## Stated exercise 1
Pull out every line of the records that contains the word "shrub".

## Text to read

DocNow Community Chat: Social Media Research

#docnowcommunity chat

  1. These tweets were part of Documenting the Now's second Twitter chat on August 11, 2016. The tweets have been curated which means we've attempted to keep conversations and responses to questions grouped together, altering the purely chronological flow of the original stream. We also tried to include replies that did not use the #docnowcommunity hashtag. Please get in touch if you sent a tweet that you would like to have included or removed.
  2. Join us on Thursday, August 11th, 2016 at 2pm EST for a twitter chat on social media research. #docnowcommunity
    Join us on Thursday, August 11th, 2016 at 2pm EST for a twitter chat on social media research. #docnowcommunity
  3. Introductions

  4. Welcome to our Twitter chat about social media research. Please take a moment to introduce yourself #docnowcommunity.
  5. I’m Bergis Jules, one of the PI’s for the @documentnow project and I’ll be posting the questions today. #docnowcommunity
  6. hi #docnowcommunity, digital archivist & records manager at a public uni in Ohio. Mostly listening as I compile my #saa16 reimbursement req
  7. I’m Ian Milligan, historian and #webArchiving researcher. Looking forward to participating in today’s #docnowcommunity
  8. Hi I'm Ed Summers, i've done some analysis of Ferguson data with @SociologistRay and @BlackFeministMB & work on docnow #docnowcommunity
  9. Hi, #docnowcommunity. I’m Dorothea Salo, iSchool instructor, interested in digital (incl web, social media) and A/V preservation.
  10. Hi, I’m Shawn Walker, my research focuses on social media and political participation - especially by social movements. #docnowcommunity
  11. Hello all! Nicholas Proferes here, I study users' understandings and beliefs about how social media work #docnowcommunity
  12. I am Desiree Jones-Smith a member of the @documentnow team. I work to manage the project and am excited be a part of #docnowcommunity.

  13. Q1. What types of research do you do with social media: topics, disciplines, methods?

Rows from a pointing dataset:
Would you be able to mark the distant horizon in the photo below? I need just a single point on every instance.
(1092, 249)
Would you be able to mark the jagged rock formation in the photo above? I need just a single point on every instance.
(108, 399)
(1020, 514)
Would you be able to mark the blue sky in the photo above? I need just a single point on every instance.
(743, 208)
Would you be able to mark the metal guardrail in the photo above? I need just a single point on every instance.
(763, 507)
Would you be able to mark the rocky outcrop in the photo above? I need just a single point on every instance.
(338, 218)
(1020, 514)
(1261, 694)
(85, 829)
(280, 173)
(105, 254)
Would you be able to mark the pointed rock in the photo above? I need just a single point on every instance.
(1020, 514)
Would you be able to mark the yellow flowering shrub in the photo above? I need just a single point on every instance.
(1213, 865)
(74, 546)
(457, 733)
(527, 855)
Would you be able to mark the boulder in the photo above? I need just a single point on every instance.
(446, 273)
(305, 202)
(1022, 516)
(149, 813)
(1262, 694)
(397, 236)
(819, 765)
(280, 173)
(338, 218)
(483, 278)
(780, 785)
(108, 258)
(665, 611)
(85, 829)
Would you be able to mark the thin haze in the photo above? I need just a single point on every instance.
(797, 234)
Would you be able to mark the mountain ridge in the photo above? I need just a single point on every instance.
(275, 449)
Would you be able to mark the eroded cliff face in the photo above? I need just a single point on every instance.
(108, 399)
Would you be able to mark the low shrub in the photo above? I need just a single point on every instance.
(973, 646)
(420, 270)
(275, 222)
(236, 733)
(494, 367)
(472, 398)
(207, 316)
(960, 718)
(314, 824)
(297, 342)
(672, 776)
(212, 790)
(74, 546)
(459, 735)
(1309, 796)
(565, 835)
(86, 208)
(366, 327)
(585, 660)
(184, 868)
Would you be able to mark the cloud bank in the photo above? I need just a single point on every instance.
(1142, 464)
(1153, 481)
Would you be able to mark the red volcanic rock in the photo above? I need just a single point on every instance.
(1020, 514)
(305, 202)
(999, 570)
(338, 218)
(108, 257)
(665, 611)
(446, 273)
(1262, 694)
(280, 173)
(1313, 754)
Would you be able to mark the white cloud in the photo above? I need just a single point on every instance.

## Stated exercise 2
Decide whether each statement agrees with the DocNow chat: (a) the chat was held on August 11, 2016; (b) Ian Milligan introduces himself as a digital archivist; (c) the curated tweets keep the purely chronological order of the original stream. Answer yes or no for each and quote the deciding words.

## Final answer 1
Would you be able to mark the yellow flowering shrub in the photo above? I need just a single point on every instance.
Would you be able to mark the low shrub in the photo above? I need just a single point on every instance.

## Final answer 2
(a) Yes: "These tweets were part of Documenting the Now's second Twitter chat on August 11, 2016."
(b) No: "I’m Ian Milligan, historian and #webArchiving researcher."
(c) No: "altering the purely chronological flow of the original stream."